March 6, 2009
"The River of Doubt", by Candice Millard. The President's survival, the Amazon's survival, our own survival.
This book is from the 2007 UC Berkeley Summer Reading List whose theme was Survival! It’s described to students as "…a harrowing tale of survival" and "…an important and fascinating description of the Amazon ecosystem, which as we now know is an important link in our survival." There are so many current issues facing the world today that impact our very survival. Our environment is being damaged. American children have little or no understanding of America. They can name one of the American Idol judges but cannot name one of the three branches of government.
The author - a former National Geographic writer – puts together a descriptive story that is equal parts travel diary and American History. The River of Doubt carries you through the process of putting an expedition together in 1913 that involves a very popular US president and his son. Given their stature, you get an incredible feel for the amount details involved, the number of favors given and the emotional drama for the families and members of the expedition.
Eco-Tourism: Friend or Foe
During the time of Theodore Roosevelt's epic journey, Brazil and the Amazon Rain Forest still included indigenous people who had yet to encounter a single person outside of their immediate tribe let alone another country or race. These populations have been touched by the continual curiosity of Western explorers and adventurers,.

_Data lines_
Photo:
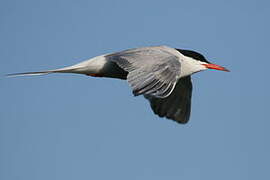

_The exercise_
Could you extract the entire review of "The River of Doubt" word for word, from its date line to its final sentence? Nothing in the listing matters here.

_Reply_
March 6, 2009
"The River of Doubt", by Candice Millard. The President's survival, the Amazon's survival, our own survival.
This book is from the 2007 UC Berkeley Summer Reading List whose theme was Survival! It’s described to students as "…a harrowing tale of survival" and "…an important and fascinating description of the Amazon ecosystem, which as we now know is an important link in our survival." There are so many current issues facing the world today that impact our very survival. Our environment is being damaged. American children have little or no understanding of America. They can name one of the American Idol judges but cannot name one of the three branches of government.
The author - a former National Geographic writer – puts together a descriptive story that is equal parts travel diary and American History. The River of Doubt carries you through the process of putting an expedition together in 1913 that involves a very popular US president and his son. Given their stature, you get an incredible feel for the amount details involved, the number of favors given and the emotional drama for the families and members of the expedition.
Eco-Tourism: Friend or Foe
During the time of Theodore Roosevelt's epic journey, Brazil and the Amazon Rain Forest still included indigenous people who had yet to encounter a single person outside of their immediate tribe let alone another country or race. These populations have been touched by the continual curiosity of Western explorers and adventurers,.